▶ **YOUR OBJECTIVE**
Copy the listing below word for word, with every line in its original order. Leave out the pictures.

Examples of point labeling:

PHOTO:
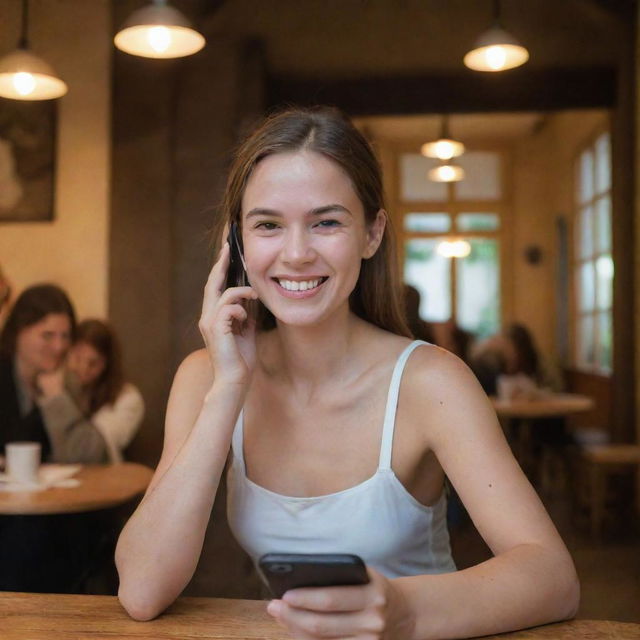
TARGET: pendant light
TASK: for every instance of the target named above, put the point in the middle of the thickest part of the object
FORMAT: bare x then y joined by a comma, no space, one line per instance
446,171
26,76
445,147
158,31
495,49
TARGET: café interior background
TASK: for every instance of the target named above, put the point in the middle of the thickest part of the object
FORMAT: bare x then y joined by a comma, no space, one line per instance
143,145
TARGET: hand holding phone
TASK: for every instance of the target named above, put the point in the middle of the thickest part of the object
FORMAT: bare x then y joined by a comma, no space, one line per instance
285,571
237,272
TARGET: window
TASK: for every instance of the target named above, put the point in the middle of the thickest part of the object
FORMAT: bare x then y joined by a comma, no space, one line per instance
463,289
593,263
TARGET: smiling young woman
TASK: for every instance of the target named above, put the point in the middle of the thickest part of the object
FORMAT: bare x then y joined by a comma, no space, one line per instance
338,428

▶ **COMPLETED EXERCISE**
PHOTO:
TARGET: pendant light
TASK: for every instance of the target named above, put the point in the middle of the thickest part of the object
FORMAT: bare x then y joined by a comma, no space, one line per instance
446,171
26,76
445,147
158,31
495,49
TARGET: café interior background
TASK: for every instance of the target named above, put the point in the middle of the thickest part of the object
FORMAT: bare x then y joined by a comma, no space, one line per instance
143,145
TARGET: hand holding phone
TASK: for every instance of the target named above, put the point in the middle of the thickest part of the object
FORMAT: bare x then y joined by a comma, no space, one line per instance
285,571
237,272
TARGET: window
TASK: for every instance of the target named above, put the point in the middle of the thickest part of the object
FORMAT: bare x then y joined by a comma, no space, one line per instance
463,289
593,263
TARGET: smiling young woman
TASK: for every instance of the target named above, put the point in the middle of the thickest part of the object
FORMAT: bare x then y joined by a comma, no space, one line per instance
338,428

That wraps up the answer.